### Extrait du texte

+ + + + +

Performances réalisées
Abattements :
- — MES : 100 %
- — Germes totaux, virus, bactéries : 100 %
- — DBO₅ : 95 %
- — DCO : 90 %
- — Flux traité : 100 l/h/m².
- — Nettoyage des membranes : il peut être programmé à volonté, une fois par jour ou une fois par semaine.
- — Énergie : environ 4 kW au m³ d'eau traitée.
Éléments de coûts
Coûts 1982, pour un immeuble de Tokyo et une installation encore en cours de mise au point (amortissement compris) :
Eau d’alimentation (potable) .......... 9,00 Épuration publique ................. 6,25 Coût total .......................... 15,25 Eau propre après procédé ultrafiltration/oxydation biologique ...... 10,25
d’où ∆ = 5 F/m³
L'intérêt d'une telle démarche est clair :
- — réutiliser une eau de qualité suffisante pour l'usage qu’on lui demande (pousse à l'eau), mais de coût nettement inférieur,
- — traiter au plus près de l’émission ; responsabiliser les utilisateurs,
- — mieux utiliser un sol urbain coûteux.
Où et comment s’applique un tel procédé ?
Il peut être employé dans les conditions suivantes :
- — traitement d’eaux résiduaires à haut risque, issues d’hôpitaux, de laboratoires de biochimie, d’animaleries, etc.,
- — traitement d’eaux résiduaires face à des contraintes de rejet sévères telles que ostréiculture, pisciculture, zones protégées marines ou montagnardes,
- — traitement des effluents dans les régions où l’eau est rare ; le rejet dépollué et stérile peut trouver certaines applications telles que recyclage et sanitaire, arrosage, lavage...,
- — l’aspect modulaire, compact, du procédé peut lui permettre de trouver facilement sa place au droit d'un procédé industriel et faire ainsi partie intégrante du système de production,
- — traitement d’eaux résiduaires de petites collectivités : navires, immeubles, transports en commun,
- — tout traitement d’eaux résiduaires conduisant à des difficultés techniques telles que bulking, variations de charges : laiteries, conserveries, industries agro-alimentaires, etc. Là encore, on peut envisager théoriquement une réutilisation de l'eau,
- — concentration d’eaux résiduaires ou potables à des fins d’analyses. Plusieurs mètres cubes d’eau peuvent être concentrés sur plusieurs heures ou plusieurs jours, tout en représentant rigoureusement une partie aliquote réelle du rejet total. L’ensemble des germes, virus, bactéries, parfaitement retenus, seront facilement comptabilisés dans le concentrat,
- — utilisation d’organismes épurateurs, mais de décantation délicate (bactéries filamenteuses par exemple). L’ultrafiltre ne redoute aucune difficulté de séparation et l’on peut penser, au vu des rendements, à une meilleure utilisation de l’oxygène, à une conservation de substrats enzymatiques favorables à l'épuration.

+ + + + +

### Données fournies
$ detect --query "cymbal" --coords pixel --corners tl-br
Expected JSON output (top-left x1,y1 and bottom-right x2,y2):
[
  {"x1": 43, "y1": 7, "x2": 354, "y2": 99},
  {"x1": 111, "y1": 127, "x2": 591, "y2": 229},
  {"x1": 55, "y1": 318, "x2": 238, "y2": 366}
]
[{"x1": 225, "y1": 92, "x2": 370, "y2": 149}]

+ + + + +

### Travail demandé
[1] Expliquez, d'après l'extrait sur l'ultrafiltration, ce qui permet au procédé de trouver facilement sa place au droit d'un procédé industriel, en une à trois phrases.
[2] Recopiez le passage de l'extrait sur l'ultrafiltration compris entre « - — Nettoyage » et « sol urbain coûteux. », ces deux bornes incluses.

### Corrigés des tâches
[1] C'est l'aspect modulaire et compact du procédé qui lui permet de trouver facilement sa place au droit d'un procédé industriel. Il peut ainsi faire partie intégrante du système de production.

[2]
- — Nettoyage des membranes : il peut être programmé à volonté, une fois par jour ou une fois par semaine.
- — Énergie : environ 4 kW au m³ d'eau traitée.
Éléments de coûts
Coûts 1982, pour un immeuble de Tokyo et une installation encore en cours de mise au point (amortissement compris) :
Eau d’alimentation (potable) .......... 9,00 Épuration publique ................. 6,25 Coût total .......................... 15,25 Eau propre après procédé ultrafiltration/oxydation biologique ...... 10,25
d’où ∆ = 5 F/m³
L'intérêt d'une telle démarche est clair :
- — réutiliser une eau de qualité suffisante pour l'usage qu’on lui demande (pousse à l'eau), mais de coût nettement inférieur,
- — traiter au plus près de l’émission ; responsabiliser les utilisateurs,
- — mieux utiliser un sol urbain coûteux.